## Aufgabenstellung
Übertragen Sie alle Zeilen von derjenigen, die "[locate] green plant" enthält, bis zum Ende der Zeilen, jeweils einschließlich, in eine JSON-Liste von Zeichenketten mit einem Eintrag pro Zeile. Leerzeilen sind dabei auszulassen.

Gespeicherte Einträge
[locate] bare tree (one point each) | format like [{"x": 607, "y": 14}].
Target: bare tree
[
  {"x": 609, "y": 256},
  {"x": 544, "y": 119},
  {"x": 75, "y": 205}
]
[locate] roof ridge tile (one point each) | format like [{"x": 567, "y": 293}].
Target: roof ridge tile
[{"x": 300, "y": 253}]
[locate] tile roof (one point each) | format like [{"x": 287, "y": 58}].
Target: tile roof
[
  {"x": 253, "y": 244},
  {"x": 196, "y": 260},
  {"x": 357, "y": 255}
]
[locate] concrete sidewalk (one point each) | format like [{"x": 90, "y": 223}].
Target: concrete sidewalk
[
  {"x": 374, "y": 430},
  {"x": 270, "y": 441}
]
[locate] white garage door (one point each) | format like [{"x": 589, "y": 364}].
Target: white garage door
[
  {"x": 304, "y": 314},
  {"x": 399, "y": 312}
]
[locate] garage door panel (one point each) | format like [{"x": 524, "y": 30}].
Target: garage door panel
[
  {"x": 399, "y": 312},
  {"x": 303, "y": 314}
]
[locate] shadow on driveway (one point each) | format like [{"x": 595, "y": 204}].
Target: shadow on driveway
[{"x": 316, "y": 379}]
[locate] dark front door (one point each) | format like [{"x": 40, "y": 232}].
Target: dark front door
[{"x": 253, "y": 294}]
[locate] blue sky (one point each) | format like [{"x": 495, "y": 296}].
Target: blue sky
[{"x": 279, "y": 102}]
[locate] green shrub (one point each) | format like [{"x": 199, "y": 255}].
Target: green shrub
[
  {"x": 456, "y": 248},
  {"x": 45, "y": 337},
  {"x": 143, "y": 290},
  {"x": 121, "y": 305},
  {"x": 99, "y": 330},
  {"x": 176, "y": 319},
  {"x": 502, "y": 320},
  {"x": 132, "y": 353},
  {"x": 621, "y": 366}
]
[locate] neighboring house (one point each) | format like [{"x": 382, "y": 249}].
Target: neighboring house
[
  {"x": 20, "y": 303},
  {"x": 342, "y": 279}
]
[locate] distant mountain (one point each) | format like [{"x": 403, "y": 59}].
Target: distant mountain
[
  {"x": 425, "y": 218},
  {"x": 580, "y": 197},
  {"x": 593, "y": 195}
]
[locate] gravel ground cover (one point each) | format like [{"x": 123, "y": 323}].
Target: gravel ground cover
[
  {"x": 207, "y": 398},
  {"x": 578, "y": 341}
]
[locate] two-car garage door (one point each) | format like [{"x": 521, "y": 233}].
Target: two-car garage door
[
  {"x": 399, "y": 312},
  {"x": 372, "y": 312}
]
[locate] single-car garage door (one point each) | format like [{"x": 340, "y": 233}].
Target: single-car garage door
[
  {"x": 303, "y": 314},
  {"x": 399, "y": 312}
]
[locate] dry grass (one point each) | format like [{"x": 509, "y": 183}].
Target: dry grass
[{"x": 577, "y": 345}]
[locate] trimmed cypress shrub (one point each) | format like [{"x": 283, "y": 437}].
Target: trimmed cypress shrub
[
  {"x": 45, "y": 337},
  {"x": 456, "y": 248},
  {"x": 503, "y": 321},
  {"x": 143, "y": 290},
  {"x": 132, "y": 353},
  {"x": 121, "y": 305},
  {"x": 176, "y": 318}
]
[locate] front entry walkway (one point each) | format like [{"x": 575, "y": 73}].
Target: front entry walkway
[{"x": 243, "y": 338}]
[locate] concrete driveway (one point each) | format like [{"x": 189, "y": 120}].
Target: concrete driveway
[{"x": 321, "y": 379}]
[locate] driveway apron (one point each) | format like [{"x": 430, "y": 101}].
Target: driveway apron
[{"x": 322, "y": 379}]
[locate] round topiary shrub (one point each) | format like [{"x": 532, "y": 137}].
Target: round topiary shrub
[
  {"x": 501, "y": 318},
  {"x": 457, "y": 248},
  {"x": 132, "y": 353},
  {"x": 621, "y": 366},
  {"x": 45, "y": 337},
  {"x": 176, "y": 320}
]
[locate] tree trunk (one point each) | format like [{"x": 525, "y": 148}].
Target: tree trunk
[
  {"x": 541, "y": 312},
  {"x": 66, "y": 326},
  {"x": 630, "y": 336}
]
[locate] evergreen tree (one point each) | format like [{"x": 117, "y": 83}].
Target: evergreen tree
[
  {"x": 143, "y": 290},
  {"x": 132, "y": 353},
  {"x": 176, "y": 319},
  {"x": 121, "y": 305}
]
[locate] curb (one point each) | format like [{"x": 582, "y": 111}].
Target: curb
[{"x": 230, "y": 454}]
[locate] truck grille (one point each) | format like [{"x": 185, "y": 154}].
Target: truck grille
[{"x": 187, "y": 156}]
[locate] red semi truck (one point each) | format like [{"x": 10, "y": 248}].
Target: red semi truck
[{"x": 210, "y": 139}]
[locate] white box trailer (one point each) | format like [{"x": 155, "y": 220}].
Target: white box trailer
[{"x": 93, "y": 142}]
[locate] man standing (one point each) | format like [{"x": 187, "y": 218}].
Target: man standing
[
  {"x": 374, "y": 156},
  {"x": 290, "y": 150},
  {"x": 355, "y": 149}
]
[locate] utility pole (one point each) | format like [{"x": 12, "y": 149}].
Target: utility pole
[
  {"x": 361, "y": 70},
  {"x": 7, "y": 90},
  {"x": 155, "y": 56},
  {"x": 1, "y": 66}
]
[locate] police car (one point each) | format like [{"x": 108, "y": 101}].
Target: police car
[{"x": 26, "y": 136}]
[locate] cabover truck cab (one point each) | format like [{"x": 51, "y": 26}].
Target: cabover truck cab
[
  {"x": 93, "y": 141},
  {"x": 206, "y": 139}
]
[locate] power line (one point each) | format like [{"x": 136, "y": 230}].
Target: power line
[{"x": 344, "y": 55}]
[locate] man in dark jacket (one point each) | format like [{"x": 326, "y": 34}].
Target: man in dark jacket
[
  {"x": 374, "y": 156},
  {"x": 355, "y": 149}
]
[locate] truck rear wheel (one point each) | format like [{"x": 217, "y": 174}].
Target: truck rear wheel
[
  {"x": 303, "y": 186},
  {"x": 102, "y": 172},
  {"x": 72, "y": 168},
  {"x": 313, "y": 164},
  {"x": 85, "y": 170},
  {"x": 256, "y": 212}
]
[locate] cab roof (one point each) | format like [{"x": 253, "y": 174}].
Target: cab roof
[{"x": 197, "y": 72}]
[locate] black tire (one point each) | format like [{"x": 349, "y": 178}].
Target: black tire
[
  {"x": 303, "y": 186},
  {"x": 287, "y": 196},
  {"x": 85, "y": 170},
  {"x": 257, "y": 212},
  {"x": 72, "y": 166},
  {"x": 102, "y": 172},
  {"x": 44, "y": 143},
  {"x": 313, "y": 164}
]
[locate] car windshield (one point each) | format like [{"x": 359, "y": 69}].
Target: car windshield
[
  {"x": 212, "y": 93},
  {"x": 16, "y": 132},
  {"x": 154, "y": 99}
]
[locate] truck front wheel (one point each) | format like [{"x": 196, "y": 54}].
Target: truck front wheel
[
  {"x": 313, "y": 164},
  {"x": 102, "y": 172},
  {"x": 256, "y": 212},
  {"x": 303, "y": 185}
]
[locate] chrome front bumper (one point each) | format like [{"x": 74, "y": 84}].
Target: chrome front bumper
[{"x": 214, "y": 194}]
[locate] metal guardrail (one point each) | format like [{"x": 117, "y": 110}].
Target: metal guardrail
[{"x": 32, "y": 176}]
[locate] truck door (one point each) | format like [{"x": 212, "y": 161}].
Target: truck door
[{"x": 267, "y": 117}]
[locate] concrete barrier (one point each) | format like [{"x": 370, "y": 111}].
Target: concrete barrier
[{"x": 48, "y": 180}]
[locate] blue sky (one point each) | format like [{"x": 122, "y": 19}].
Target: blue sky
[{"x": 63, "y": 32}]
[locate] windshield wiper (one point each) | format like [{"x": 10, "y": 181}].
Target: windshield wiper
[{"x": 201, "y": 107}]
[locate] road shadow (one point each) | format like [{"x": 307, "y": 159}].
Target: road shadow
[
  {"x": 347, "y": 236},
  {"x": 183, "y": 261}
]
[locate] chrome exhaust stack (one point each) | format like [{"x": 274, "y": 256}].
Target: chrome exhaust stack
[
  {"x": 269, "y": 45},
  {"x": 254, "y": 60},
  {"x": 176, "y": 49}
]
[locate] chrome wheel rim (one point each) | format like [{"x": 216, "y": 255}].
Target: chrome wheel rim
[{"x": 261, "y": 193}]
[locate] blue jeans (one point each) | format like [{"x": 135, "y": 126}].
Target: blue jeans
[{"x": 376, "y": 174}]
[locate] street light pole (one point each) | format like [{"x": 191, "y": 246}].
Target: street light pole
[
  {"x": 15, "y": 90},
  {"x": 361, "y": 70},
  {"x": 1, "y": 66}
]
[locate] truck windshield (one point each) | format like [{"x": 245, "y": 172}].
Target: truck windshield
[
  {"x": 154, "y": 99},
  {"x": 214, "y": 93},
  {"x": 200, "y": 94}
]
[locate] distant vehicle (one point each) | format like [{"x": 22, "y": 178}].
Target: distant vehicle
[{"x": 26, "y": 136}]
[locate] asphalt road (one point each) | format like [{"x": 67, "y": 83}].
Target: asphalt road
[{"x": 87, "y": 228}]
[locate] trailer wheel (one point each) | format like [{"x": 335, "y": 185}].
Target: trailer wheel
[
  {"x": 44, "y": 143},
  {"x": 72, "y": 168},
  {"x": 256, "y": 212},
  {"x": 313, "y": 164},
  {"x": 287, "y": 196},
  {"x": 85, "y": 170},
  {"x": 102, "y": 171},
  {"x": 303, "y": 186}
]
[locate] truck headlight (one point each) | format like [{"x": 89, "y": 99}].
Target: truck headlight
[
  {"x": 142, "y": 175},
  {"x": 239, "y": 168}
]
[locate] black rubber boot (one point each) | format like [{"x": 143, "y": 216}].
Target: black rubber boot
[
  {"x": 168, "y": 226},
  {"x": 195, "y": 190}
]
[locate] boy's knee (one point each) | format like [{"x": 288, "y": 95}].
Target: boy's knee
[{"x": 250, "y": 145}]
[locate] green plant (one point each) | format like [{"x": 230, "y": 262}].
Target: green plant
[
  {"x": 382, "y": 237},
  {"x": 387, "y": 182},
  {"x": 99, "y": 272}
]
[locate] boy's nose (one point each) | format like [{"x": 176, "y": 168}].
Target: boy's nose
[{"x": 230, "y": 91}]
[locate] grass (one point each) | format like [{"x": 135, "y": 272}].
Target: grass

## Lösung der Aufgabe
[
  "[locate] green plant (one point each) | format like [{\"x\": 230, \"y\": 262}].",
  "Target: green plant",
  "[",
  "  {\"x\": 382, \"y\": 237},",
  "  {\"x\": 387, \"y\": 182},",
  "  {\"x\": 99, \"y\": 272}",
  "]",
  "[locate] boy's nose (one point each) | format like [{\"x\": 176, \"y\": 168}].",
  "Target: boy's nose",
  "[{\"x\": 230, \"y\": 91}]",
  "[locate] grass (one point each) | format like [{\"x\": 135, \"y\": 272}].",
  "Target: grass"
]